__TASK STATEMENT__.
Exactly reproduce the lines from the line containing "woman's hand in this photo." to the end of the data below, inclusive, and nothing else.

(INFORMATION SHOWN Opens)

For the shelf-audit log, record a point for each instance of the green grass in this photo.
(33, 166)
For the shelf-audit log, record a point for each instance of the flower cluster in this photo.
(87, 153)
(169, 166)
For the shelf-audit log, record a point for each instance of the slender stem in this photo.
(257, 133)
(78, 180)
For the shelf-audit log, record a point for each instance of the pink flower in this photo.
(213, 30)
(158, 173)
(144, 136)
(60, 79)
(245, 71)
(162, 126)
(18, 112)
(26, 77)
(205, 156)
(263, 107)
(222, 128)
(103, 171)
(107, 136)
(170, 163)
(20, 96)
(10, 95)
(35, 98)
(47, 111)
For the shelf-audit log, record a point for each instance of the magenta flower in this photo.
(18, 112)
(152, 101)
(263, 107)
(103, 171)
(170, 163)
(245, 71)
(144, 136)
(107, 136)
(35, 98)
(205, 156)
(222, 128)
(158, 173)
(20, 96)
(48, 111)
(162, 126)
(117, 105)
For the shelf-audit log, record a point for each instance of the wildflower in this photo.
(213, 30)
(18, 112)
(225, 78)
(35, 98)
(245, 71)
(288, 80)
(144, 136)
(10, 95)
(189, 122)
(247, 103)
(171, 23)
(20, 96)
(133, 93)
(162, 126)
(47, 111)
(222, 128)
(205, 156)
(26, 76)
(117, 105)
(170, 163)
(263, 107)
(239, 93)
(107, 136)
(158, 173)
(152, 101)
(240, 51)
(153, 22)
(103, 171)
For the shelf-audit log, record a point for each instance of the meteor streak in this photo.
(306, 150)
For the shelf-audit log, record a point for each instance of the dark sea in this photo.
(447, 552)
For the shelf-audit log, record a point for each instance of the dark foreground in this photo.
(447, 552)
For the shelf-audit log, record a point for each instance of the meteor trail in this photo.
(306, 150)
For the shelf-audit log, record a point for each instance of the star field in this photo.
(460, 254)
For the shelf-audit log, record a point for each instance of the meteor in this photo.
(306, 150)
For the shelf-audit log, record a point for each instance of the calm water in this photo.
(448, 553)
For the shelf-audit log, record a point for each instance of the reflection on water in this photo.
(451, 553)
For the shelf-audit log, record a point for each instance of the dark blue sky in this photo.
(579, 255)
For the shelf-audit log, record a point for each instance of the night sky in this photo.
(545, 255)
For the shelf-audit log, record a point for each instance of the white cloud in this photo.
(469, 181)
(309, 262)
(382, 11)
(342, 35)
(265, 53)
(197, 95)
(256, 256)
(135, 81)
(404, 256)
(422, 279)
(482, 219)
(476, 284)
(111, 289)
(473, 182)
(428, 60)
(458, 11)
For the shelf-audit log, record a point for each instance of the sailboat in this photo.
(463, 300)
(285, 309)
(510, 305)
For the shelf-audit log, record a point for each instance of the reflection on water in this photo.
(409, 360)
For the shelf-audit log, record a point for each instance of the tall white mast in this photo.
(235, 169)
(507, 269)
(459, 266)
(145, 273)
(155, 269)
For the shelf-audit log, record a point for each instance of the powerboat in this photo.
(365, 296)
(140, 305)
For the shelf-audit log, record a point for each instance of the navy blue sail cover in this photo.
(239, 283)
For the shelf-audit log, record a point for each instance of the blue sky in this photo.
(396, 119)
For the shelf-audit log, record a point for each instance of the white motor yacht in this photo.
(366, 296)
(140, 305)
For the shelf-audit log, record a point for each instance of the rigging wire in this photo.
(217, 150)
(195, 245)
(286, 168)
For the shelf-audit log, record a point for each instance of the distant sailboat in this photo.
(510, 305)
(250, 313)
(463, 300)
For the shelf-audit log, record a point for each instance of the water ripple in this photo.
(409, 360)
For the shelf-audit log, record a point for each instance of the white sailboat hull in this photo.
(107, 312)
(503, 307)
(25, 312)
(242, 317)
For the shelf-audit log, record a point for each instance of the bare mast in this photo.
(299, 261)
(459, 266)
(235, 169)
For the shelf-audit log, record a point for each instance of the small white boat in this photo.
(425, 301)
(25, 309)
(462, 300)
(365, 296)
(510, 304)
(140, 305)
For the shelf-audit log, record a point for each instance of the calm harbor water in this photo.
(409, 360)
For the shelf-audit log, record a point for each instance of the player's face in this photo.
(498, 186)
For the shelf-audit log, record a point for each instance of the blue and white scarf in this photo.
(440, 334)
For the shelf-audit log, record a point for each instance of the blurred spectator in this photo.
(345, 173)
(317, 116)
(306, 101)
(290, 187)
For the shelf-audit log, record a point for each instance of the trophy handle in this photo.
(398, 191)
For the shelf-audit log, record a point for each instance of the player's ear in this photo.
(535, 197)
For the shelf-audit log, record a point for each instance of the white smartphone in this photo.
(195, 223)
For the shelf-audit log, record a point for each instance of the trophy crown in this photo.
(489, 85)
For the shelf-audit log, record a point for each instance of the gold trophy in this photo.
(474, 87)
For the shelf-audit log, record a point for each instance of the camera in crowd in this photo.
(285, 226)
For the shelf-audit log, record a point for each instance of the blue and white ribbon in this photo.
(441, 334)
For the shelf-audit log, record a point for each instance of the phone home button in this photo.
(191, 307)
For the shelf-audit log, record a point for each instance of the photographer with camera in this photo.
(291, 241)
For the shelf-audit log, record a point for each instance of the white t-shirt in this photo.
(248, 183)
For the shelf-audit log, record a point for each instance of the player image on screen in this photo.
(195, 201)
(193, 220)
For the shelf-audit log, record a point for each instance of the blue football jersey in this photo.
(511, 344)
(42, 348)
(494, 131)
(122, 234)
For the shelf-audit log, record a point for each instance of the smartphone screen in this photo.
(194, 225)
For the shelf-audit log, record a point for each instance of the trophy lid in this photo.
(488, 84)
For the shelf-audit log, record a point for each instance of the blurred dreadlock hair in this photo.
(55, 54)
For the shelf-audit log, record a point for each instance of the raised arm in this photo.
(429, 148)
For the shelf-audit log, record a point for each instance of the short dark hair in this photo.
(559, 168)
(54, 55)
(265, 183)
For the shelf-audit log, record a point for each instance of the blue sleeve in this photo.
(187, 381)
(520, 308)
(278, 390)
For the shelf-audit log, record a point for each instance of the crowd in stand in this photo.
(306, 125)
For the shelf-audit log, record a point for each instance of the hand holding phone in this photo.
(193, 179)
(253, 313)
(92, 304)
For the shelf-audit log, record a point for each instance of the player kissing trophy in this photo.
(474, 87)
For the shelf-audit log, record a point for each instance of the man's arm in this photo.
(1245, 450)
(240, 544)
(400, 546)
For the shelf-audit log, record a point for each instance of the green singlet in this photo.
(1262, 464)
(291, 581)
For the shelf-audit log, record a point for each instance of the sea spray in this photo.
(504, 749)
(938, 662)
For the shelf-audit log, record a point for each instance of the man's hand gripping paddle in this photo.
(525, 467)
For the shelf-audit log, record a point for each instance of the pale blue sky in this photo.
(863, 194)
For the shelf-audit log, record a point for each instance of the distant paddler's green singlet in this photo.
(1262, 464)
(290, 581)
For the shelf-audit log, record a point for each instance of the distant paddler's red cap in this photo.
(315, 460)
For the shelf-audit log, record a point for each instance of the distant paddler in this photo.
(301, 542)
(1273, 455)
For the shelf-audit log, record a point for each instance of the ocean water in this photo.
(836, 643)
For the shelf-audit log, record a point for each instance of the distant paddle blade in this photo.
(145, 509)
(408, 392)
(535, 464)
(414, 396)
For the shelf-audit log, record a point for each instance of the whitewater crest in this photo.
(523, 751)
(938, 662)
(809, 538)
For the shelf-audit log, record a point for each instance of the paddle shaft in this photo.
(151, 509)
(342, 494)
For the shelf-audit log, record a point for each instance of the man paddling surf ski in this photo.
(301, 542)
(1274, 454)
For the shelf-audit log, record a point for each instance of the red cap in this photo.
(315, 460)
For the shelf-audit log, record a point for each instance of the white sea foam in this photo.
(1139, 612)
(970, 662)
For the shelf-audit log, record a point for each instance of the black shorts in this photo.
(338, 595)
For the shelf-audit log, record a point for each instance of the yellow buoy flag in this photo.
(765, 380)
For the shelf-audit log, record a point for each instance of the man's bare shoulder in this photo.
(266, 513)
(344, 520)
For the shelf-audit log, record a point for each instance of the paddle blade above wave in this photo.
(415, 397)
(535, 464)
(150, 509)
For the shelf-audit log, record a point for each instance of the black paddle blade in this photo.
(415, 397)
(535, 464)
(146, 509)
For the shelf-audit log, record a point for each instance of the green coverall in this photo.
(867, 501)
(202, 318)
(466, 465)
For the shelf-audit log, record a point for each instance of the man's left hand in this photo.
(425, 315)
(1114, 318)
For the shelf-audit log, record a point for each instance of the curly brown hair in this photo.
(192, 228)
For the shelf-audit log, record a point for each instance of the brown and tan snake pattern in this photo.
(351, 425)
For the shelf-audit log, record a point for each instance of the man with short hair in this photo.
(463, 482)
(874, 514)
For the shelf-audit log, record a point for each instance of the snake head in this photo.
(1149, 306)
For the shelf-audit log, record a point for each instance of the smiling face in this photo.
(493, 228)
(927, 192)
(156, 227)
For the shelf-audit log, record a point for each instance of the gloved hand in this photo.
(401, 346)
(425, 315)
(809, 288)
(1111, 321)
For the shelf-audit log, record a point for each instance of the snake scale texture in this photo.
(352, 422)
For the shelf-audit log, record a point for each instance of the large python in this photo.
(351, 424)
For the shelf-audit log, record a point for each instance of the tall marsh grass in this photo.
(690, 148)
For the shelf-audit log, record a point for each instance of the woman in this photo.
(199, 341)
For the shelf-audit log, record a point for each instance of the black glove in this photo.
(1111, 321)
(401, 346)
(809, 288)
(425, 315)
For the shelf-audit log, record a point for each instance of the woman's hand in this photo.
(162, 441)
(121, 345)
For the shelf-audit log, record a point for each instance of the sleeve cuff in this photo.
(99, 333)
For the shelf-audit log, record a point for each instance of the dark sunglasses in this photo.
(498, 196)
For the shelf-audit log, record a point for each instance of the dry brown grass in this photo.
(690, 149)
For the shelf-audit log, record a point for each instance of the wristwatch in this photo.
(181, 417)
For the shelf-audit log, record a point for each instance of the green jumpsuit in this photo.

(INFORMATION SHOWN Closes)

__SOLVED EXERCISE__.
For the shelf-audit log, record a point for each instance of the woman's hand in this photo.
(162, 441)
(121, 345)
For the shelf-audit log, record a point for each instance of the sleeve cuff in this photo.
(99, 333)
For the shelf-audit log, record a point for each instance of the dark sunglasses in this photo.
(498, 196)
For the shelf-audit log, record a point for each instance of the dry brown grass in this photo.
(690, 149)
For the shelf-audit log, record a point for each instance of the wristwatch in this photo.
(181, 417)
For the shelf-audit log, record a point for each instance of the green jumpsuit in this photo.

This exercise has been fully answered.